[TASK INSTRUCTIONS]: Restate each record word for word, omitting whatever pictures it holds.

[THE DATA]:

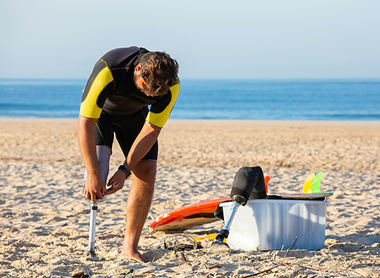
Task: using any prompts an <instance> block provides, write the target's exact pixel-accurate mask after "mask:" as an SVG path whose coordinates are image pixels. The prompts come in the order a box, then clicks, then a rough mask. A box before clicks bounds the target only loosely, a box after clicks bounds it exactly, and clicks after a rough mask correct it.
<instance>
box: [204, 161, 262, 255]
mask: <svg viewBox="0 0 380 278" xmlns="http://www.w3.org/2000/svg"><path fill="white" fill-rule="evenodd" d="M230 197H231V200H232V201H233V205H232V207H231V212H230V216H229V218H228V219H225V222H224V226H223V228H222V229H221V230H220V232H219V234H218V235H217V236H216V238H215V240H214V241H213V243H212V244H211V247H210V249H209V253H220V252H224V251H229V247H228V245H227V244H225V243H224V240H225V239H227V238H228V235H229V233H230V227H231V224H232V221H233V219H234V217H235V215H236V212H237V210H238V208H239V207H240V206H245V205H246V204H247V201H248V199H264V198H265V197H266V192H265V181H264V175H263V171H262V169H261V167H259V166H256V167H243V168H241V169H240V170H239V171H238V172H237V173H236V175H235V178H234V182H233V185H232V189H231V194H230Z"/></svg>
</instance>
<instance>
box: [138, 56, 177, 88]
mask: <svg viewBox="0 0 380 278" xmlns="http://www.w3.org/2000/svg"><path fill="white" fill-rule="evenodd" d="M178 68H179V66H178V63H177V61H176V60H174V59H172V58H171V57H170V56H169V54H167V53H165V52H148V53H146V54H144V55H143V56H141V58H140V62H139V64H138V65H137V66H136V68H135V72H134V79H135V83H136V85H137V87H138V88H139V89H141V90H142V91H143V92H144V93H145V94H146V95H148V96H161V95H164V94H166V93H167V92H168V90H169V88H170V87H171V86H173V85H175V84H177V83H178V76H177V75H178Z"/></svg>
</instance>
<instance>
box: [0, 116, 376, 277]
mask: <svg viewBox="0 0 380 278" xmlns="http://www.w3.org/2000/svg"><path fill="white" fill-rule="evenodd" d="M122 161H123V156H122V153H121V151H120V149H119V147H118V146H117V144H115V147H114V153H113V156H112V158H111V173H112V172H114V171H115V170H116V169H117V167H118V165H119V164H120V162H122ZM256 165H259V166H261V167H262V168H263V170H264V173H265V174H266V175H269V176H270V177H271V180H270V183H269V193H271V194H276V193H296V192H301V191H302V187H303V183H304V181H305V179H306V177H307V176H308V175H309V174H310V173H311V172H313V173H317V172H320V171H323V172H324V173H325V176H324V178H323V180H322V182H321V190H331V191H333V192H334V195H333V196H331V197H329V198H328V201H329V202H330V204H329V205H328V206H327V212H326V230H325V232H326V240H325V246H324V248H323V249H321V250H315V251H308V250H282V251H281V250H272V251H257V250H256V251H242V250H233V251H231V252H228V253H220V254H209V253H208V252H207V250H208V249H209V247H210V245H211V243H212V240H210V239H207V238H206V239H204V240H201V241H199V244H200V245H201V246H200V247H199V248H197V249H196V250H173V249H175V248H174V247H175V244H177V243H178V244H179V243H183V244H189V242H190V243H191V241H189V238H196V237H205V236H206V235H208V234H211V233H217V232H218V231H219V230H220V229H221V228H222V226H223V222H222V221H217V222H213V223H210V224H206V225H203V226H200V227H196V228H192V229H190V230H186V231H183V232H178V233H175V234H173V233H163V232H154V233H151V232H150V231H149V229H148V227H149V225H150V223H151V222H152V221H153V219H154V218H156V217H157V216H159V215H161V214H163V213H165V212H167V211H169V210H171V209H174V208H178V207H180V206H183V205H186V204H191V203H195V202H198V201H203V200H208V199H215V198H222V197H228V196H229V193H230V190H231V185H232V181H233V178H234V175H235V173H236V172H237V170H239V169H240V168H241V167H244V166H256ZM83 172H84V166H83V163H82V159H81V156H80V152H79V148H78V140H77V134H76V120H75V119H0V189H1V196H0V224H1V226H0V277H380V256H379V254H380V216H379V208H380V122H281V121H268V122H266V121H206V120H205V121H190V120H189V121H186V120H169V122H168V123H167V125H166V126H165V127H164V129H163V130H162V133H161V135H160V138H159V161H158V175H157V181H156V188H155V194H154V200H153V203H152V207H151V210H150V215H149V217H148V219H147V221H146V224H145V228H144V231H143V235H142V237H141V240H140V244H139V246H140V251H141V253H142V254H144V255H145V256H146V257H147V258H149V259H150V262H149V263H147V264H141V263H138V262H135V261H131V260H126V259H120V258H119V257H118V255H119V253H120V250H121V246H122V241H123V236H124V235H123V233H124V226H125V221H126V219H125V204H126V200H127V198H128V191H129V188H130V186H131V184H130V181H129V180H127V181H126V184H125V186H124V188H123V190H120V191H119V192H117V193H115V194H113V195H111V196H107V197H106V198H105V199H104V200H102V201H101V202H99V209H100V210H99V212H98V215H97V225H96V229H97V230H96V248H97V249H96V252H97V257H96V258H89V257H87V256H86V251H87V244H88V231H89V216H90V214H89V212H90V210H89V208H90V204H89V201H88V200H86V199H85V197H84V195H83V188H84V180H83ZM186 236H187V237H186ZM164 241H166V242H169V244H168V245H169V247H168V248H166V249H165V248H164V244H163V243H164ZM171 245H172V246H174V247H172V248H170V246H171Z"/></svg>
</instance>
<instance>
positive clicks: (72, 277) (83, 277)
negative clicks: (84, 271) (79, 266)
mask: <svg viewBox="0 0 380 278" xmlns="http://www.w3.org/2000/svg"><path fill="white" fill-rule="evenodd" d="M71 277H72V278H88V277H90V275H88V274H85V273H84V272H83V271H81V272H78V273H75V274H73V276H71Z"/></svg>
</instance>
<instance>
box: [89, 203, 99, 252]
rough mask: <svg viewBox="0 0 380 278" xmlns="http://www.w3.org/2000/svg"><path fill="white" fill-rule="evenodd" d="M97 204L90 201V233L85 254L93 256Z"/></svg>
mask: <svg viewBox="0 0 380 278" xmlns="http://www.w3.org/2000/svg"><path fill="white" fill-rule="evenodd" d="M97 210H98V205H97V204H96V203H95V202H93V201H91V215H90V234H89V239H88V250H87V255H91V256H95V225H96V212H97Z"/></svg>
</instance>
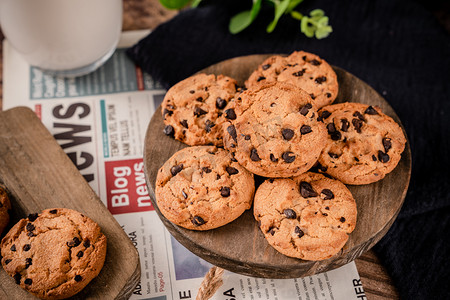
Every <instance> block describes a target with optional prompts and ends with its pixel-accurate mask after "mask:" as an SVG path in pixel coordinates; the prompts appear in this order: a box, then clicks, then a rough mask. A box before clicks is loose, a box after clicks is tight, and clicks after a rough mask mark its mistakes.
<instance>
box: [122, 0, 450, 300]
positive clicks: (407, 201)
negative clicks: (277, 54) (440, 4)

[TASK ANSWER]:
Task: using any prompts an <instance> block provides, write the target's exact pixel-accurate mask after "mask:" as an SVG path whose coordinates are image pixels. The prompts come in the order a box, then clicks, then a rough mask. A box before clicks bounds the target only loosely, a box after clicks bounds it exactly, and clicks after a rough mask correct it.
<instance>
box: [204, 161, 262, 255]
mask: <svg viewBox="0 0 380 278" xmlns="http://www.w3.org/2000/svg"><path fill="white" fill-rule="evenodd" d="M230 197H231V200H232V201H233V205H232V207H231V212H230V216H229V218H228V219H225V222H224V226H223V228H222V229H221V230H220V232H219V234H218V235H217V236H216V238H215V240H214V241H213V243H212V244H211V247H210V249H209V253H220V252H224V251H229V247H228V245H227V244H225V243H224V240H225V239H227V238H228V235H229V233H230V227H231V224H232V221H233V219H234V217H235V215H236V212H237V210H238V208H239V207H240V206H245V205H246V204H247V201H248V199H264V198H265V197H266V192H265V181H264V175H263V171H262V169H261V167H259V166H256V167H243V168H241V169H240V170H239V171H238V172H237V173H236V175H235V178H234V182H233V185H232V189H231V194H230Z"/></svg>
</instance>
<instance>
box: [138, 56, 177, 88]
mask: <svg viewBox="0 0 380 278" xmlns="http://www.w3.org/2000/svg"><path fill="white" fill-rule="evenodd" d="M178 68H179V66H178V63H177V61H176V60H174V59H172V58H171V57H170V56H169V54H167V53H165V52H148V53H146V54H144V55H143V56H141V58H140V62H139V64H138V65H137V66H136V68H135V72H134V79H135V83H136V85H137V87H138V88H139V89H141V90H142V91H143V92H144V93H145V94H146V95H148V96H161V95H164V94H166V93H167V92H168V90H169V88H170V87H171V86H173V85H175V84H177V83H178V76H177V75H178Z"/></svg>
</instance>
<instance>
box: [0, 116, 376, 277]
mask: <svg viewBox="0 0 380 278" xmlns="http://www.w3.org/2000/svg"><path fill="white" fill-rule="evenodd" d="M122 161H123V156H122V153H121V151H120V149H119V147H118V146H117V144H115V147H114V153H113V156H112V158H111V173H112V172H114V171H115V170H116V169H117V167H118V165H119V164H120V162H122ZM256 165H259V166H261V167H262V168H263V170H264V173H265V174H266V175H269V176H270V177H271V180H270V183H269V193H271V194H276V193H296V192H301V191H302V187H303V183H304V181H305V179H306V177H307V176H308V175H309V174H310V173H311V172H313V173H317V172H320V171H323V172H324V173H325V176H324V178H323V180H322V182H321V190H331V191H333V192H334V195H333V196H331V197H329V198H328V201H329V202H330V204H329V205H328V206H327V212H326V230H325V232H326V240H325V246H324V248H323V249H321V250H315V251H308V250H282V251H281V250H272V251H257V250H256V251H242V250H233V251H231V252H228V253H220V254H209V253H208V252H207V250H208V249H209V247H210V245H211V243H212V240H210V239H207V238H206V239H204V240H201V241H199V244H200V245H201V246H200V247H199V248H197V249H196V250H173V249H175V248H174V247H175V244H177V243H178V244H179V243H183V244H189V242H190V243H191V241H189V238H196V237H205V236H206V235H208V234H211V233H217V232H218V231H219V230H220V229H221V228H222V226H223V222H222V221H217V222H213V223H210V224H206V225H203V226H200V227H196V228H192V229H190V230H186V231H183V232H178V233H175V234H173V233H163V232H154V233H151V232H150V231H149V229H148V227H149V225H150V223H151V222H152V221H153V219H154V218H156V217H157V216H159V215H161V214H163V213H165V212H167V211H169V210H171V209H174V208H178V207H180V206H183V205H186V204H191V203H195V202H198V201H203V200H208V199H215V198H222V197H228V196H229V193H230V190H231V185H232V181H233V178H234V175H235V173H236V172H237V170H239V169H240V168H241V167H244V166H256ZM83 172H84V166H83V163H82V159H81V156H80V152H79V148H78V140H77V134H76V120H75V119H0V189H1V196H0V224H1V226H0V277H380V256H379V254H380V216H379V208H380V122H281V121H268V122H266V121H206V120H205V121H190V120H189V121H186V120H169V122H168V123H167V125H166V126H165V127H164V129H163V130H162V133H161V135H160V138H159V161H158V175H157V181H156V188H155V194H154V200H153V203H152V207H151V210H150V215H149V217H148V219H147V221H146V224H145V228H144V231H143V235H142V237H141V240H140V244H139V246H140V251H141V253H142V254H144V255H145V256H146V257H147V258H149V259H150V262H149V263H147V264H141V263H138V262H135V261H131V260H126V259H120V258H119V257H118V255H119V253H120V250H121V246H122V241H123V236H124V235H123V233H124V226H125V221H126V219H125V204H126V200H127V198H128V191H129V188H130V186H131V184H130V181H129V180H127V181H126V184H125V186H124V188H123V190H120V191H119V192H117V193H115V194H113V195H111V196H107V197H106V198H105V199H104V200H102V201H101V202H99V209H100V210H99V212H98V215H97V225H96V229H97V230H96V248H97V249H96V252H97V257H96V258H89V257H87V256H86V251H87V244H88V231H89V216H90V214H89V212H90V210H89V208H90V204H89V201H88V200H86V199H85V197H84V195H83V188H84V180H83ZM186 236H187V237H186ZM164 241H166V242H169V244H168V245H169V247H168V248H166V249H165V248H164V244H163V243H164ZM171 245H172V246H174V247H172V248H170V246H171Z"/></svg>
</instance>
<instance>
positive clicks: (72, 277) (83, 277)
negative clicks: (84, 271) (79, 266)
mask: <svg viewBox="0 0 380 278" xmlns="http://www.w3.org/2000/svg"><path fill="white" fill-rule="evenodd" d="M71 277H72V278H88V277H90V275H88V274H85V273H84V272H83V271H81V272H78V273H75V274H73V276H71Z"/></svg>
</instance>
<instance>
box: [89, 203, 99, 252]
rough mask: <svg viewBox="0 0 380 278" xmlns="http://www.w3.org/2000/svg"><path fill="white" fill-rule="evenodd" d="M97 204L90 201V233L85 254L93 256Z"/></svg>
mask: <svg viewBox="0 0 380 278" xmlns="http://www.w3.org/2000/svg"><path fill="white" fill-rule="evenodd" d="M97 210H98V205H97V204H96V203H95V202H93V201H91V215H90V234H89V239H88V250H87V255H91V256H95V225H96V212H97Z"/></svg>
</instance>
Every <instance> block describes a target with optional prompts and ends with its pixel-accurate mask after "mask:" as an SVG path in pixel coordinates; the prompts appear in this order: a box, then clicks, then a rough mask. A box before clicks is loose, a box after clicks is tight, and clicks after a rough mask mark its mistakes.
<instance>
box: [122, 0, 450, 300]
positive clicks: (407, 201)
negative clicks: (277, 54) (440, 4)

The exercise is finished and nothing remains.